- Given passage
--- Start ---

- Province: Lipa
- See: Gumaca
- Appointed: June 12, 2015
- Installed: September 3, 2015
- Term ended: March 16, 2023
- Predecessor: Buenaventura Famadico
- Successor: Euginius Cañete
- Previous posts: Priest, Diocese of Balanga (1977–2015); Diocesan Administrator of Balanga (2009–2010);

Orders
- Ordination: November 5, 1977 by Celso Nogoy Guevarra
- Consecration: August 29, 2015 by Luis Antonio Tagle

Personal details
- Born: March 6, 1952 Angeles City, Pampanga, Philippines
- Died: March 16, 2023 (aged 71) Gumaca, Quezon, Philippines
- Buried: Gumaca Cathedral Crypt
- Motto: Corpus Meum ("This is my body”)
- Coat of arms: Victor Ocampo's coat of arms

Ordination history

Priestly ordination
- Date: November 5, 1977

Episcopal consecration
- Principal consecrator: Luis Antonio Tagle
- Co-consecrators: Giuseppe Pinto; Ruperto Santos;
- Date: August 29, 2015
- Place: Balanga Cathedral
- Styles
- Reference style: His Excellency; The Most Reverend;
- Spoken style: Your Excellency
- Religious style: Bishop

= Victor Ocampo =

Filipino bishop (1952–2023)

Victor de la Cruz Ocampo (March 06, 1952 – March 16, 2023) was a Filipino bishop of the Catholic Church who served as the Bishop of Gumaca from September 3, 2015 until his death on March 16, 2023.

Prior to his installation as Bishop of Gumaca, Ocampo served as priest of the Diocese of Balanga for 38 years from November 5, 1977 to September 3, 2015, being the first to be ordained as priest in the diocese two years after it was canonically erected which separated Bataan from the Archdiocese of San Fernando, Pampanga on November 8, 1975. He also served as the sede vacante diocesan administrator of Balanga during the 8 months and 3 days (245 days) vacancy of Balanga Cathedral, the office of the diocese's bishop, between a day after the November 4, 2009 transfer of Socrates Villegas to Archdiocese of Lingayen-Dagupan for his current position to the installation of Ruperto Santos into office as fourth bishop from November 5, 2009 to July 8, 2010.

Ocampo is the first from the Diocese of Balanga to serve as bishop outside its jurisdiction Bataan, and the ecclesiastical province of San Fernando where the diocese is part of (Diocese of Gumaca being a suffragan or part of the ecclesiastical province of Lipa, Batangas).

==Ministry==

===1977–2015: Priesthood===
Ocampo attended Holy Family Academy in Angeles City and the Mother of Good Counsel Minor Seminary. He then studied philosophy and Catholic theology at the San Jose Seminary in Quezon City. On November 5, 1977, he received the sacrament of ordination for the Diocese of Balanga.

--- End ---

- To do
Return the exact wording of the Victor Ocampo text, starting at "Episcopal consecration" and ending at "Filipino bishop (1952–2023)".

- Data provided

--- Start ---

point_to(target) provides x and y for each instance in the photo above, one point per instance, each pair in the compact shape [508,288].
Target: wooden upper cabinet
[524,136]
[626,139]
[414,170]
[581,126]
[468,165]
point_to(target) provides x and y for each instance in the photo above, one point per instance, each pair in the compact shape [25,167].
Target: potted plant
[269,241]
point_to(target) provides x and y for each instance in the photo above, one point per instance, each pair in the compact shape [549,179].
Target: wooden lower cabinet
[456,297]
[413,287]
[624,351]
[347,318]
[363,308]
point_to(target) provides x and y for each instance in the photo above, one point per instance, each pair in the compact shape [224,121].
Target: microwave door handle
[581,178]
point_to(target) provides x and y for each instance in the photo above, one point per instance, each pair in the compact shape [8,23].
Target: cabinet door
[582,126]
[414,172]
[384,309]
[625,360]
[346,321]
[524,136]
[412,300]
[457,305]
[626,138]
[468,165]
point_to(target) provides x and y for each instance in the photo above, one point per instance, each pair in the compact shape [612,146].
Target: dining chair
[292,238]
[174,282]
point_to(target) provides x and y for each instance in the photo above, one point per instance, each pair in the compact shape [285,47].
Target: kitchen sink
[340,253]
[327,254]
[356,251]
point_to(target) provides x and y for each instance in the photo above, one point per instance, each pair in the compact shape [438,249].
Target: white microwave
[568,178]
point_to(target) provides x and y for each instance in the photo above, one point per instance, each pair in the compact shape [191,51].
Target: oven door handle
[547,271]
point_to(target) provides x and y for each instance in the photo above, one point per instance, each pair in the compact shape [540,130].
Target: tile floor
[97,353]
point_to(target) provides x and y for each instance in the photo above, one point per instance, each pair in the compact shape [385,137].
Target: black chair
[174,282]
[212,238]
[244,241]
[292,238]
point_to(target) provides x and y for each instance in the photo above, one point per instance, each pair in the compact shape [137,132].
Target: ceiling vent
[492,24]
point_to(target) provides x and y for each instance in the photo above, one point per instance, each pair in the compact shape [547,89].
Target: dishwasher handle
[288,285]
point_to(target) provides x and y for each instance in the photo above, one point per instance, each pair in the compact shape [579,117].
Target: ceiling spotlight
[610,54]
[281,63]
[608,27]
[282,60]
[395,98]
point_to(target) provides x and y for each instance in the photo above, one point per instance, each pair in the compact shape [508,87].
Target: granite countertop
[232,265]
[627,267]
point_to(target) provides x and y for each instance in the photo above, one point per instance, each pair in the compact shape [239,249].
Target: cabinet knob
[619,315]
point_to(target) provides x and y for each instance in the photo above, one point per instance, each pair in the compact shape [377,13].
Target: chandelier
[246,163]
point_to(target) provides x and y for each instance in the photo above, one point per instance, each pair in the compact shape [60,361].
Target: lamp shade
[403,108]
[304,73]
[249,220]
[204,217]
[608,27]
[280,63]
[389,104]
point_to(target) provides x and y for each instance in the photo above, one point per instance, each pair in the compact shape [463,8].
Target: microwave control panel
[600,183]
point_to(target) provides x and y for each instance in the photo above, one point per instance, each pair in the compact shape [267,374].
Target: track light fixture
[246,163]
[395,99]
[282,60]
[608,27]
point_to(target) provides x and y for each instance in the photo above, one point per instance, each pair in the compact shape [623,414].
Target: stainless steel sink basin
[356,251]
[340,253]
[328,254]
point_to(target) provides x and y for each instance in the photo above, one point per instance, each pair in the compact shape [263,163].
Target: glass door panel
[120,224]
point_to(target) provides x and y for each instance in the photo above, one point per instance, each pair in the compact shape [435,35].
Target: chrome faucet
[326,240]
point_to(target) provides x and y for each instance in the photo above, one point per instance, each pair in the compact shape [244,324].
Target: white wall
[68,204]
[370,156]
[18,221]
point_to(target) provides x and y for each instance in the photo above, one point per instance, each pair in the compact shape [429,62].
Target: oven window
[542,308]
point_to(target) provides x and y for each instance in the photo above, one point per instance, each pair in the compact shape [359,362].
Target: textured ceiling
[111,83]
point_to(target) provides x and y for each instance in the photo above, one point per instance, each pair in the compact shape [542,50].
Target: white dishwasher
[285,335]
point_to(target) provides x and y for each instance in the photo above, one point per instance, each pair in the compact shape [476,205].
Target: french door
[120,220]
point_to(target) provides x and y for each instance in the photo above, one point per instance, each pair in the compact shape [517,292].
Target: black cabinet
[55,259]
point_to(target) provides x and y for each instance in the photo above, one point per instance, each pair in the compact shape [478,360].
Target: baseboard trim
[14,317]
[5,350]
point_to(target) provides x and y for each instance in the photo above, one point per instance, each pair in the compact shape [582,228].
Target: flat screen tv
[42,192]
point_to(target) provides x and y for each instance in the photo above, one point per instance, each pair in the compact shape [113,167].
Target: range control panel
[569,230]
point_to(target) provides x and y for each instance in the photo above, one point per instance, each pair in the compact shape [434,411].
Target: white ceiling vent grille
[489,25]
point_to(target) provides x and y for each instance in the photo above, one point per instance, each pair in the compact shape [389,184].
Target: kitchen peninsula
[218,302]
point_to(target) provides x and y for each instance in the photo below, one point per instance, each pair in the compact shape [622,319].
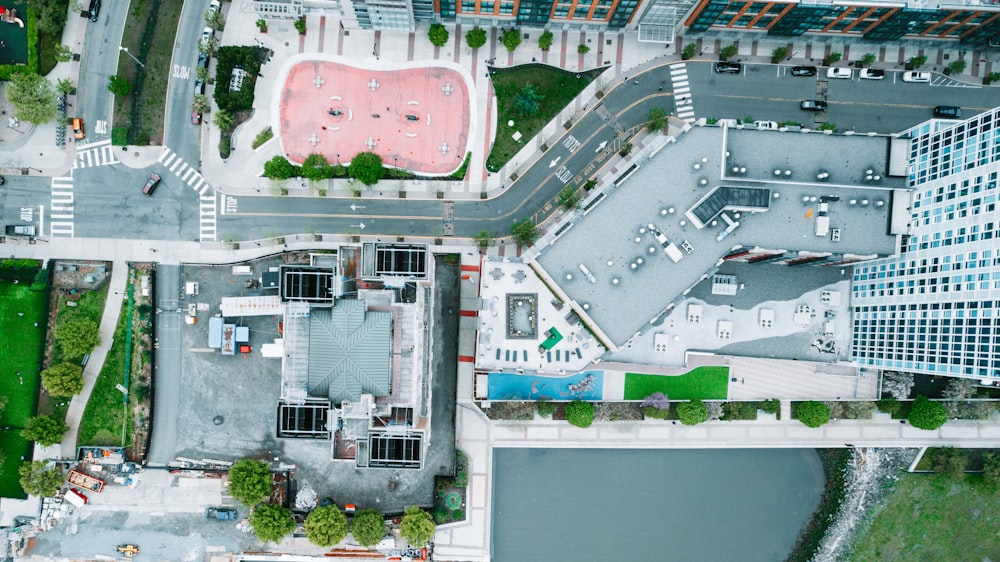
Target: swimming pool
[588,385]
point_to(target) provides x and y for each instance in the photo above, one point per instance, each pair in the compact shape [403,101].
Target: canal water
[656,505]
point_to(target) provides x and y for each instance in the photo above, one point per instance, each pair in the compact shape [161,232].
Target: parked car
[151,183]
[914,76]
[840,73]
[813,105]
[948,112]
[728,67]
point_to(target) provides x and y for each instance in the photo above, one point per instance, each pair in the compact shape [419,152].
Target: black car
[948,111]
[728,67]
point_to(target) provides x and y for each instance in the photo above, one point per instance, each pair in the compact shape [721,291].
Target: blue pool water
[588,385]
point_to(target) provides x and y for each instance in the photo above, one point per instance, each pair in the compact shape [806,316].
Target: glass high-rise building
[935,308]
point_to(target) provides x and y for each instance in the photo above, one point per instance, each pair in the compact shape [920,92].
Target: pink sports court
[417,119]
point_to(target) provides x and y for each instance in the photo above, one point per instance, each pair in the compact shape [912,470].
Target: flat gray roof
[633,277]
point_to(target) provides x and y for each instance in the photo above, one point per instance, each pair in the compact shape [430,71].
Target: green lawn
[934,517]
[20,351]
[558,88]
[705,383]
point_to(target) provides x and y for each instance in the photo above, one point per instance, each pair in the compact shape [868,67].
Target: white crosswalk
[61,207]
[207,201]
[99,153]
[682,92]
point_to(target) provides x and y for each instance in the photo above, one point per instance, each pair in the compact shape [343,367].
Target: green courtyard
[703,383]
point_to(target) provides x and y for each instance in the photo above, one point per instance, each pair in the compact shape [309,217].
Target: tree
[483,240]
[813,414]
[368,527]
[476,37]
[949,461]
[250,481]
[525,232]
[46,430]
[367,168]
[991,468]
[692,413]
[214,20]
[511,39]
[959,389]
[119,86]
[278,168]
[438,35]
[201,104]
[928,415]
[657,120]
[545,40]
[33,98]
[580,413]
[63,53]
[326,525]
[63,380]
[224,120]
[569,197]
[898,384]
[656,400]
[526,101]
[38,479]
[272,522]
[417,526]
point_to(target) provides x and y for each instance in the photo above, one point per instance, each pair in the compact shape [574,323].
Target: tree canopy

--- End ---

- Exercise response
Episcopal consecration
- Principal consecrator: Luis Antonio Tagle
- Co-consecrators: Giuseppe Pinto; Ruperto Santos;
- Date: August 29, 2015
- Place: Balanga Cathedral
- Styles
- Reference style: His Excellency; The Most Reverend;
- Spoken style: Your Excellency
- Religious style: Bishop

= Victor Ocampo =

Filipino bishop (1952–2023)